━━━ 文档

忘了这是第几道“校门外的树”的,翻了下tyvj发现叫这名字的有三道题- -。括号法真是好东西。

一开始搜题目归类想练线段树的,结果看解题发现这题树状数组更好做,其实也是树状数组更容易理解。今天早上物理课就在比划这道题。

写BIT算法的时候犯的错就是忘记给function里的ans清零的- -一开始我看output都差1我还以为是算法错了。

program vijos_p1448;
var i,j,m,n,k,a,b,tot,t1,t2,ans:longint;
    f:array[1..200000,1..2] of integer;
function lowbit(x:longint):longint;
begin
  lowbit:=x and (-x);
end;

procedure add(x,node:longint);
begin
  while x<=n do
    begin
      inc(f[x,node]);
      x:=x+lowbit(x);
    end;
end;

function getsum(x,node:longint):longint;
var ans:longint;
begin
  ans:=0;
  while x>0 do
    begin
      ans:=ans+f[x,node];
      x:=x-lowbit(x);
    end;
  exit(ans);
end;

begin
  readln(n,m);
  for i:=1 to m do
    begin
      readln(k,a,b);
      if k=1 then
        begin
          inc(tot);
          add(a,1);
          add(b,2);
        end;
      if k=2 then
        begin
          t1:=getsum(a-1,2);
          t2:=tot-getsum(b,1);
          ans:=tot-t1-t2;
          writeln(ans);
        end;
    end;
end.
校门外的树-BIT

测试数据 #0: Accepted, time = 0 ms, mem = 1516 KiB, score = 1

测试数据 #1: Accepted, time = 0 ms, mem = 1516 KiB, score = 1

测试数据 #2: Accepted, time = 29 ms, mem = 1516 KiB, score = 1

测试数据 #3: Accepted, time = 31 ms, mem = 1512 KiB, score = 1

测试数据 #4: Accepted, time = 41 ms, mem = 1516 KiB, score = 1

测试数据 #5: Accepted, time = 100 ms, mem = 1516 KiB, score = 1

测试数据 #6: Accepted, time = 40 ms, mem = 1512 KiB, score = 1

测试数据 #7: Accepted, time = 46 ms, mem = 1516 KiB, score = 1

测试数据 #8: Accepted, time = 62 ms, mem = 1516 KiB, score = 1

测试数据 #9: Accepted, time = 117 ms, mem = 1516 KiB, score = 1

Accepted, time = 466 ms, mem = 1516 KiB, score = 10

后来开始码线段树了,难于理解的是这题要改的是点,而不是段,我的做法是自动吧点x扩充成x~x+1的线段。这写得麻烦的竟然有6个参数肯定有更简单的代码嗯哼=。=而且我也不确定这算不算线段树了总感觉怪怪的,时间效率上貌似稍微差一点,不过差别这么细微忽略好了。

━━━━━━
━━━ 数据摘录

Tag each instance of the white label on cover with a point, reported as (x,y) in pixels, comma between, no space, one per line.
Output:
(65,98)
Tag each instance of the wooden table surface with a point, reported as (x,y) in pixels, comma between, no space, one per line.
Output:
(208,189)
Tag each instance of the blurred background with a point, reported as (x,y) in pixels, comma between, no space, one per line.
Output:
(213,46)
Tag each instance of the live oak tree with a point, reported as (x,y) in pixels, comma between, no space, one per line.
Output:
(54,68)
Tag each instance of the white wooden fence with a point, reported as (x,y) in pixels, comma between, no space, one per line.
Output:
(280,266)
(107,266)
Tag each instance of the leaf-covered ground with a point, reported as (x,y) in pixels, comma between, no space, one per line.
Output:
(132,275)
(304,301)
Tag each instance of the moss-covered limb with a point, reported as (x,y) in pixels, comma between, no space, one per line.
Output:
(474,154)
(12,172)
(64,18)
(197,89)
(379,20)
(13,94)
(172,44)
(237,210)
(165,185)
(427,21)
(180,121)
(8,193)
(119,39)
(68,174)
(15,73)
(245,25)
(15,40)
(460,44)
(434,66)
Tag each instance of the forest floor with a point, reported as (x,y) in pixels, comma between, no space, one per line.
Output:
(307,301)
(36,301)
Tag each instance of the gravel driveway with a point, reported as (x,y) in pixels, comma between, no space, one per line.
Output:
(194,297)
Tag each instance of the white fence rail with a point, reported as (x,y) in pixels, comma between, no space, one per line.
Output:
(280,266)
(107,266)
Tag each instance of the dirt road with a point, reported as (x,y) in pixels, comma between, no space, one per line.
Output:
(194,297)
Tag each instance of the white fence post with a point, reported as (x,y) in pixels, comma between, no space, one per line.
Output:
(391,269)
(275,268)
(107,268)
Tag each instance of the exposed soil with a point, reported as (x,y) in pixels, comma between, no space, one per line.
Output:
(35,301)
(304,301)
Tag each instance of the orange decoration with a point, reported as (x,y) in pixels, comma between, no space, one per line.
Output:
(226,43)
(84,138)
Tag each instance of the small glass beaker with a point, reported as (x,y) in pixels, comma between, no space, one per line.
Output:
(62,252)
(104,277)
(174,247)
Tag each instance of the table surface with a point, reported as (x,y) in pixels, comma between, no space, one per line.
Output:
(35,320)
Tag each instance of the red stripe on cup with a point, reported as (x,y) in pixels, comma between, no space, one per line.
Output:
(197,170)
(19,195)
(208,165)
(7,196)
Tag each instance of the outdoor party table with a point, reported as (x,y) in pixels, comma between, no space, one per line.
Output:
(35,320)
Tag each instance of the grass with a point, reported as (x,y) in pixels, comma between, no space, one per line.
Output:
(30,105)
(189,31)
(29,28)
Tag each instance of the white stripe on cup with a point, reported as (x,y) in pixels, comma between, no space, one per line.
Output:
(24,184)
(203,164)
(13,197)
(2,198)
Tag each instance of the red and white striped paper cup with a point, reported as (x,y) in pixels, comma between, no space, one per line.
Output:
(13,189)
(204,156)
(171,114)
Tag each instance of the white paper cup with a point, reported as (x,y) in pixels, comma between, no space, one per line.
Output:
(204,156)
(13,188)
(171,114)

━━━━━━

任务要求 1:
在这篇关于“校门外的树”的文档中，列出用时超过 40 ms 的全部测试数据编号及各自的用时。
任务要求 2:
请把文档中从“测试数据 #7: Accepted, time”到“似稍微差一点,不过差别这么细微忽略好了。”的这一段逐字照抄下来。

完成答案 1:
测试数据 #4：41 ms
测试数据 #5：100 ms
测试数据 #7：46 ms
测试数据 #8：62 ms
测试数据 #9：117 ms

完成答案 2:
测试数据 #7: Accepted, time = 46 ms, mem = 1516 KiB, score = 1

测试数据 #8: Accepted, time = 62 ms, mem = 1516 KiB, score = 1

测试数据 #9: Accepted, time = 117 ms, mem = 1516 KiB, score = 1

Accepted, time = 466 ms, mem = 1516 KiB, score = 10

后来开始码线段树了,难于理解的是这题要改的是点,而不是段,我的做法是自动吧点x扩充成x~x+1的线段。这写得麻烦的竟然有6个参数肯定有更简单的代码嗯哼=。=而且我也不确定这算不算线段树了总感觉怪怪的,时间效率上貌似稍微差一点,不过差别这么细微忽略好了。